[[ ENTRIES SUPPLIED open ]]
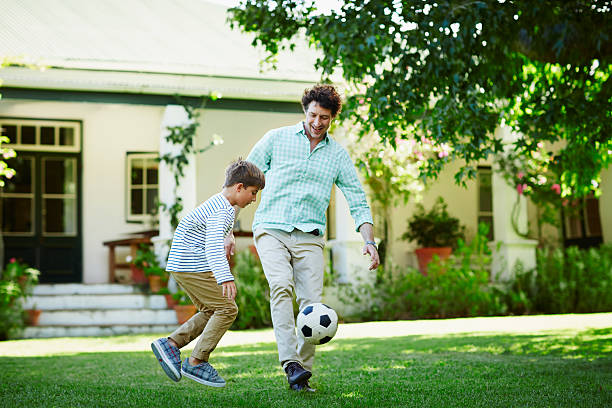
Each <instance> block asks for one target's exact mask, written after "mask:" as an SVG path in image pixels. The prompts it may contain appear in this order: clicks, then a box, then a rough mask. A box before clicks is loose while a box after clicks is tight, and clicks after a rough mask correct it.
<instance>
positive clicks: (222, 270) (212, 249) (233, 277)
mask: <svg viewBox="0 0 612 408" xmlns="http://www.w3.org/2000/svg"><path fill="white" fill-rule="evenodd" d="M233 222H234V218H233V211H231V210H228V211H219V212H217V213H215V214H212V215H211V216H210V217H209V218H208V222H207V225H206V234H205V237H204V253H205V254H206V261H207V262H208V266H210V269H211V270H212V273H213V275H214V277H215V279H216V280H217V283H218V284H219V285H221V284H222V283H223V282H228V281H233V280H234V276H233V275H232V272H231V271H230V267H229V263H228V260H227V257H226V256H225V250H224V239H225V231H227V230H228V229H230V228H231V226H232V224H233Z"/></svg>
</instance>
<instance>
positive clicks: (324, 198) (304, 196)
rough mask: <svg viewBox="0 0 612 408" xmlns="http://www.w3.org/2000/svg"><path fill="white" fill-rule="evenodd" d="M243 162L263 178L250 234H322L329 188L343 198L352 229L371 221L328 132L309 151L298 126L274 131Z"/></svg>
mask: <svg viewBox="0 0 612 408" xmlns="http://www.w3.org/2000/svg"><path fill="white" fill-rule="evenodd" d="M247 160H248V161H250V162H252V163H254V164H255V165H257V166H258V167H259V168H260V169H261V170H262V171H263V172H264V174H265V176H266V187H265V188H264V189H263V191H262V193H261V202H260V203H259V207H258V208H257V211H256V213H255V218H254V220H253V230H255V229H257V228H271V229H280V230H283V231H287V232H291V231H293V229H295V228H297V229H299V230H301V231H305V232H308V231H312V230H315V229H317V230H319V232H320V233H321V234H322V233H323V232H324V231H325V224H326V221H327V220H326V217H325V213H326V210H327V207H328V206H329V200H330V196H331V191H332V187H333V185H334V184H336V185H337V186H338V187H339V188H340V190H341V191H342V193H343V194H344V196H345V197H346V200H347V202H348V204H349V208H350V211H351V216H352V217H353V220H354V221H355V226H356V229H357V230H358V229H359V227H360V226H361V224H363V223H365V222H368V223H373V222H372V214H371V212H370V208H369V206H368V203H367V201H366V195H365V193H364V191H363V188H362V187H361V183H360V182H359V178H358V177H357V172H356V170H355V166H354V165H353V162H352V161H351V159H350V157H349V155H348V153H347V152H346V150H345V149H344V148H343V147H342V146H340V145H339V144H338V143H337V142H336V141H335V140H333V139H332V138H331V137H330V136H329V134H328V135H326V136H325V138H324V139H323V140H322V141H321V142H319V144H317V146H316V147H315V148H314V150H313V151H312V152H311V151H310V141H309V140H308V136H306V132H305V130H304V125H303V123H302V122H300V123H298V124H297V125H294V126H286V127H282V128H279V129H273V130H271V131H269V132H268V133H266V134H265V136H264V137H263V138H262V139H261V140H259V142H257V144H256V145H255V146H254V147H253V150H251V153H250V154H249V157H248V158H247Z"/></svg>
[[ ENTRIES SUPPLIED closed ]]
[[ ENTRIES SUPPLIED open ]]
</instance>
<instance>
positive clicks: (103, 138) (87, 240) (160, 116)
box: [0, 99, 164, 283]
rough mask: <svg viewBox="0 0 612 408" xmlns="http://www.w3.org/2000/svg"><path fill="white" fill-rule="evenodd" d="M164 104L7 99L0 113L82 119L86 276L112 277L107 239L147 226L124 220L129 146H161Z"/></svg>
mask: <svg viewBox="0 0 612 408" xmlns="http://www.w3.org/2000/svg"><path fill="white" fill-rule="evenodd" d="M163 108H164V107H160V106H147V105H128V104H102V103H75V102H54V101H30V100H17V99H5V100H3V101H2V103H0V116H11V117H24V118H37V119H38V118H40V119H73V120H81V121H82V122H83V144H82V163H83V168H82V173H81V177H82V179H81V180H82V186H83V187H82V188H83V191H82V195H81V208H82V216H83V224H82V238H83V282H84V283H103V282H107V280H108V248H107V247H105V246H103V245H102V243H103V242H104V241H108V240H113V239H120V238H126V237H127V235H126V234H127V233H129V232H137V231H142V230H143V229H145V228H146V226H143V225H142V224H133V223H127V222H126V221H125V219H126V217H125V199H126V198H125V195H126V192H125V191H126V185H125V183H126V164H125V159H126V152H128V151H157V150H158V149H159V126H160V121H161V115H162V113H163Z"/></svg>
[[ ENTRIES SUPPLIED closed ]]
[[ ENTRIES SUPPLIED open ]]
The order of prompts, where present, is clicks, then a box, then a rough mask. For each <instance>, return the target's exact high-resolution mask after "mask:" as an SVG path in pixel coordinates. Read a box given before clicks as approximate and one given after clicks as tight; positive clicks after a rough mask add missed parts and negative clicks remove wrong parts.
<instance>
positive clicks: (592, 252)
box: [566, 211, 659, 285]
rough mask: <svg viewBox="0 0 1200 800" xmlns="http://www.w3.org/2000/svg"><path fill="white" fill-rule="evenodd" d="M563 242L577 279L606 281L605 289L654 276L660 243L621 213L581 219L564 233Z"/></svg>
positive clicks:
[[ ENTRIES SUPPLIED closed ]]
## GOAL OF THE EXERCISE
State how many lines of the material contain the word "positive", giving only the number.

## TASK ANSWER
6